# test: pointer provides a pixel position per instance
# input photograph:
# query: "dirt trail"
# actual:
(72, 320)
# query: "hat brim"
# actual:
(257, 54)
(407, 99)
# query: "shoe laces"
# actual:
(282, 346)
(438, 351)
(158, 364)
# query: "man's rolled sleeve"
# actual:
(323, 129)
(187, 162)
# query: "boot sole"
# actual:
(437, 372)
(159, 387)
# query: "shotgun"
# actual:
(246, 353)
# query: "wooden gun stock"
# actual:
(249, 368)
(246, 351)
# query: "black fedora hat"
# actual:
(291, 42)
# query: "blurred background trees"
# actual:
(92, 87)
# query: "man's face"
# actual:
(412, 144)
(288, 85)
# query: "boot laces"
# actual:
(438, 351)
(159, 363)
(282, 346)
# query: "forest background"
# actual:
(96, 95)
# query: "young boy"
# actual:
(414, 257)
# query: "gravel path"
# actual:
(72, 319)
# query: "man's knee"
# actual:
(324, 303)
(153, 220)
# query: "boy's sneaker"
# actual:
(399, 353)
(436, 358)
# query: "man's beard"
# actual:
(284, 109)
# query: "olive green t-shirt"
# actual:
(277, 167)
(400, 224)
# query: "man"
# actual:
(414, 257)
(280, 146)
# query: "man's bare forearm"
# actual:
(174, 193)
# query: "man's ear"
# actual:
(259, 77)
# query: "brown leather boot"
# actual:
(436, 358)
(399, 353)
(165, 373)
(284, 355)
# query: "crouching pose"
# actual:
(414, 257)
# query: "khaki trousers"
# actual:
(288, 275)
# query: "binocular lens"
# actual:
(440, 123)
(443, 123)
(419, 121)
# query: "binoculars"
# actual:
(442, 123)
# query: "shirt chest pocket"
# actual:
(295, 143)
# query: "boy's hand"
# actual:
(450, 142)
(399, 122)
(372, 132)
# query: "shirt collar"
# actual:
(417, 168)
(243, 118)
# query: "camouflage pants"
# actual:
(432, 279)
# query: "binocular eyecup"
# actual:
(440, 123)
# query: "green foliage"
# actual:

*Set task*: List each line in the entries above that contains the word "green".

*Answer to this problem*:
# query: "olive green t-shirt"
# query: "green foliage"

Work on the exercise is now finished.